● **Seitentext**
※

Bild: Vor den Resten der abgebrannten Lagerhalle: ein Autowrack und Brandschutt
Osnabrück taz | Die Gewerkschaft der Polizei (GdP) Hamburg fährt nun
schweres Geschütz auf: Als „verheerend“ bezeichnet sie [1][das Großfeuer,
das am Ostersonntag in der Hamburger Billstraße ausbrach], im Stadtteil
Rothenburgsort, spricht von „rechtsfreien Räumen“, die „Menschenleben in
Gefahr“ bringen.
Seit „geraumer Zeit“ sei klar, sagt Horst Niens, der GdP-Landesvorsitzende,
dass in der Billstraße „zahlreiche Gewerbetreibende gegen viele Gesetze
verstießen“. Dann zählt er auf: Verdacht der Hehlerei, der
Steuerhinterziehung, des Menschenhandels. Die Lage sei „außer Kontrolle“.
Es könne nicht sein, dass „tonnenweise Schrott und alle möglichen Güter auf
engstem Raum gelagert werden“. Zoll, Bauaufsicht, Feuerwehr, Umweltamt und
Polizei müssten „den Rechtsstaat durchsetzen“. Auf dem 17.000 Quadratmeter
großen Gelände eines Autohändlers hatten Lagerhallen Feuer gefangen. Der
Einsatz dauert noch an.
Vor eineinhalb Jahren hatte es an der Billstraße schon einmal einen
Lagerhallen-Großbrand gegeben. „Und es wird garantiert auch nicht das
letzte Mal sein“, sagt Matthias Beth, der am Sonntag Zeuge der
Löscharbeiten war und mit Anwohnern gesprochen hatte, der taz. Beth heißt
eigentlich anders, möchte aber seinen Namen lieber nicht in der Zeitung
lesen.
## Vorwürfe gegen Behörden
„Das hier ist eine No-Go-Area“, beschreibt er der taz das Industrieareal an
der Bille. „Was hier abgeht, ist krass. Kein Recht, keine Ordnung, kein
Gesetz. Sondermüll ohne Ende, vollgestellte Feuerwehrzufahrten.“ Es habe
nach Schwefel gestunken, die Anwohner hätten Angst vor dem Gift gehabt.

※

● **Deine Aufgabe**
Schreib den Bericht über den Großbrand in der Hamburger Billstraße im Anschluss an seinen letzten Satz weiter.

※

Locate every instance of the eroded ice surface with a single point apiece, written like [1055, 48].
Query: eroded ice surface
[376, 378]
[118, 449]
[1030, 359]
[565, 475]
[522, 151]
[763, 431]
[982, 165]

※

● **Antwort**
Er macht Innensenator Andy Grote (SPD) schwere Vorwürfe: „Effizienter
Bevölkerungsschutz war das nicht“, sagt er. „Warum ist die Feuerwehr zuerst
mit viel zu geringen Kräften angerückt? Warum gab es keine mobilen
Hochleistungspumpen? Warum wurden die Schadstoffe in der Luft nicht durch
Sprühnebel gebunden? Warum darf soviel Müll in Wohngebietsnähe lagern, ohne
Grundwasserschutz?“ Auf den angrenzenden Dächern liegen bis heute Hunderte
alter Autoreifen.
Schadstoffbelastetes Löschwasser sei in die Kanalisation geflossen, in die
Bille. Die Hydranten hätten zu wenig Wasser geliefert. Und dann sei da die
Sache mit den Löschschiffen: „Früher hatte die Hamburger
Wasserschutzpolizei Schiffe mit Löschkanonen, aber die wurden abgeschafft.
Auch die Hamburger Feuerwehr hatte Löschschiffe, aber die wurden an die
Hamburg Port Authority outgesourced. Warum gibt es in der Bille keine
Löschbootstation mehr? Durch die Schleuse hier rein dauert es doch ewig, je
nach Stand der Tide.“
Vor der Polizeiabsperrung hat er am Sonntag rund 40 Personen gesehen, die
auf ihn wirkten, als hätten sie „alles verloren“. Billiglohn-Arbeiter,
vermutet er, die in den abgebrannten Hallen gelebt hätten. „Kontrollen gab
es in der Billstraße offenbar nie“, sagt er.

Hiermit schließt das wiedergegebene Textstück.